Work required –
Copy all of the material below word for word, leaving out the pictures.

+-------+

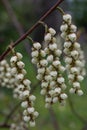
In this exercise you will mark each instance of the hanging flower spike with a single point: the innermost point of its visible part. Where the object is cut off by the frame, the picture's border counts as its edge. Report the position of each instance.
(6, 78)
(72, 50)
(49, 69)
(23, 90)
(54, 69)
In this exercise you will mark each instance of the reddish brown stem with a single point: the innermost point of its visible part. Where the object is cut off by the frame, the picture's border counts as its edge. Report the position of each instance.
(31, 29)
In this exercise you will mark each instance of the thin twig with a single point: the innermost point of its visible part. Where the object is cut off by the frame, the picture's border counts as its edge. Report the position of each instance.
(15, 22)
(31, 29)
(8, 117)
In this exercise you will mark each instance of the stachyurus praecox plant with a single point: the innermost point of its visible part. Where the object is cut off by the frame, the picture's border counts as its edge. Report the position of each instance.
(50, 71)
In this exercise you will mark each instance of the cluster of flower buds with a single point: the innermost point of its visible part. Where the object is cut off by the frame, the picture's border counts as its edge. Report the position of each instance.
(6, 78)
(22, 90)
(74, 57)
(49, 69)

+-------+

Output –
In this exercise you will mark each instance of the hanging flower spike with a single point: the innermost point of its visible part. Where the object is cut off by the frame, the picture's border counts as its edge. Report the position of each instance.
(6, 78)
(72, 50)
(49, 69)
(23, 90)
(54, 69)
In this exercise you will mark each instance of the reddish brown stem with a single point: the innermost point of its visible part. Where the object is cut off by the frame, the picture's border counts as its edge. Report the position of each instance.
(31, 29)
In this exercise you will mark each instance of the thin twig with a single point: the innermost point of its visible part. Where the object is cut off by the frame, the picture's border counts as its edge. Report the position of each instance.
(15, 22)
(31, 29)
(8, 117)
In this exercise you will mark each instance of the stachyurus praecox plant with a single point: the innermost point of its visible part. Where the object is cut off by the frame, the picture's border counts as its edge. Report the position of each instance.
(50, 71)
In this exercise you will mark each instance of the cluster of flower buds with a single point: the innermost point of its visible part. Where the object is cut off by the frame, the picture's border counts as its edge. Report the position of each instance.
(6, 78)
(22, 90)
(74, 57)
(49, 69)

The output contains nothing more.